To do: Exactness is required throughout. Return every record once more.

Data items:
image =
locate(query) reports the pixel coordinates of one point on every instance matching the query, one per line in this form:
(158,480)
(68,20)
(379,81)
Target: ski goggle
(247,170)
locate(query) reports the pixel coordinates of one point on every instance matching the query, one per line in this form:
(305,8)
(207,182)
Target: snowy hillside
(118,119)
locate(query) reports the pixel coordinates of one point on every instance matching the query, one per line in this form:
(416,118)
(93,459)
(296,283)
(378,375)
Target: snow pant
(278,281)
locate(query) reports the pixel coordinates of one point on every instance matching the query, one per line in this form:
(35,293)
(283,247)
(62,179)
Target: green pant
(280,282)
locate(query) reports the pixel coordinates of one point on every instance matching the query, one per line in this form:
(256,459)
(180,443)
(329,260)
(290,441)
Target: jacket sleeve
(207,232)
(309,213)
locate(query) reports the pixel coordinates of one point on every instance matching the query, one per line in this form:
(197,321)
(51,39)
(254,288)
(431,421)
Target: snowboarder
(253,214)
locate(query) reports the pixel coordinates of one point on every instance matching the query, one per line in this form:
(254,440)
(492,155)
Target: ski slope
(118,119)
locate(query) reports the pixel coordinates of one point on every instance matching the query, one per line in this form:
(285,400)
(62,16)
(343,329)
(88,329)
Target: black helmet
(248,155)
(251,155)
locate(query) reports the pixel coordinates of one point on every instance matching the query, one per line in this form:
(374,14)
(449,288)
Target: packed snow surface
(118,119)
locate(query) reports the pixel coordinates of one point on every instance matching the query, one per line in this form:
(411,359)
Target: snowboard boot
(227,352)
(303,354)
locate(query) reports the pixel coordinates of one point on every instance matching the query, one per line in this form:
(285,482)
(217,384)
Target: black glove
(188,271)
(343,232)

Solution:
image =
locate(query) reports the pixel coordinates of one point on every instance matching the query, one per line in this form:
(158,480)
(68,20)
(379,81)
Target: ski goggle
(247,170)
locate(query) reports the pixel coordinates of one point on every instance matching the query, one per line in this form:
(305,8)
(207,182)
Target: snowy hillside
(118,119)
locate(query) reports the pixel coordinates of one point on every instance matching the query, one per line in this form:
(416,118)
(93,459)
(296,283)
(378,375)
Target: snow pant
(278,281)
locate(query) reports the pixel coordinates of one point on every instance matching the query, one per line in this form:
(35,293)
(283,247)
(62,179)
Target: green pant
(280,282)
locate(query) reports the pixel coordinates of one point on every instance matching the query, one per line in this form:
(256,459)
(180,443)
(329,260)
(290,441)
Target: jacket sleeve
(207,232)
(309,213)
locate(query) reports the pixel coordinates of one point on every instance matching the query, one per line in this form:
(197,321)
(51,39)
(254,288)
(431,421)
Target: snowboarder
(253,214)
locate(query) reports the pixel coordinates of one point on every instance matching the query, one per line in this form:
(254,440)
(492,155)
Target: ski slope
(118,119)
locate(query) reports the pixel coordinates of one point on every instance matching the query, one per line in this form:
(285,400)
(62,16)
(343,329)
(88,329)
Target: black helmet
(248,155)
(251,155)
locate(query) reports the pixel coordinates of one point on every instance matching the query, one per line in this form:
(374,14)
(449,288)
Target: packed snow surface
(118,119)
locate(query) reports the pixel coordinates of one point on every instance matching the query, one per line in this form:
(411,359)
Target: snowboard boot
(227,352)
(303,354)
locate(query) reports the pixel coordinates of one point on every instance matching the query, one per line in this form:
(285,482)
(217,384)
Target: black glove
(188,271)
(343,232)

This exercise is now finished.